— Begin Data shown —
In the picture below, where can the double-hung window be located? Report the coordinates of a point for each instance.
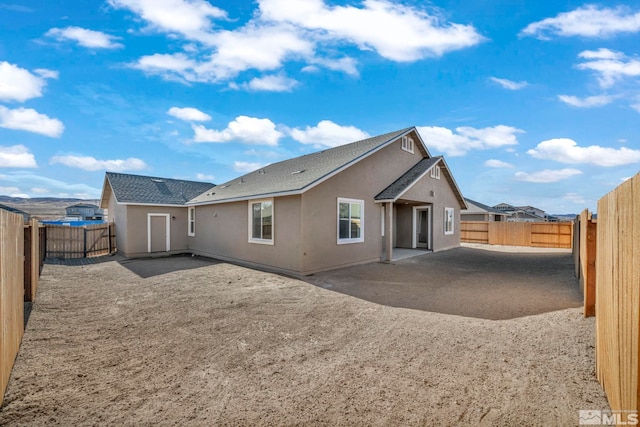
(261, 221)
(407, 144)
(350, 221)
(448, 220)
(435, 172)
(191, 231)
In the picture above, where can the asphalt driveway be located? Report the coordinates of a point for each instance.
— End Data shown —
— Begin Data shown —
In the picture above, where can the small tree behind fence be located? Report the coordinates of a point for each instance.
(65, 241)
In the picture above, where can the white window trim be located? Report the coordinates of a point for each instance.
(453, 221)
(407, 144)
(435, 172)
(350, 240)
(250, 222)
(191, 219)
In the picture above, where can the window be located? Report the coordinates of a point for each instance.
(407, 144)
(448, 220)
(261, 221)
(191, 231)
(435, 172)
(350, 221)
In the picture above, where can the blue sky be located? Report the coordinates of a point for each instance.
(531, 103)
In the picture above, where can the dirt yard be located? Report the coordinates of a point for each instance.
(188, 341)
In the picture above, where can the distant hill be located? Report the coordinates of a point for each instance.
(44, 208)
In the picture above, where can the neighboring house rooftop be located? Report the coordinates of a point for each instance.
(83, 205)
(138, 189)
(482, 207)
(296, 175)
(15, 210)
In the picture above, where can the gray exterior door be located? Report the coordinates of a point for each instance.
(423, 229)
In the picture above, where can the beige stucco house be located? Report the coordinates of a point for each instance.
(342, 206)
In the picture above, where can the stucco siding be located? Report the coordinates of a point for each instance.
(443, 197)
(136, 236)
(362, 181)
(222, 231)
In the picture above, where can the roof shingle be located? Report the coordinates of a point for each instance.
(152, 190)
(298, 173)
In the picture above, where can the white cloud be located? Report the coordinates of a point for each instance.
— End Data shown —
**Problem details**
Return each line of the entries above that contains the word "house".

**Right answer**
In the picture above, where can the neighboring house rooftop be located? Report the coordinates of a point for each instance.
In the picture above, where can the beige stucco house be located? Report the coordinates of a point for each instance.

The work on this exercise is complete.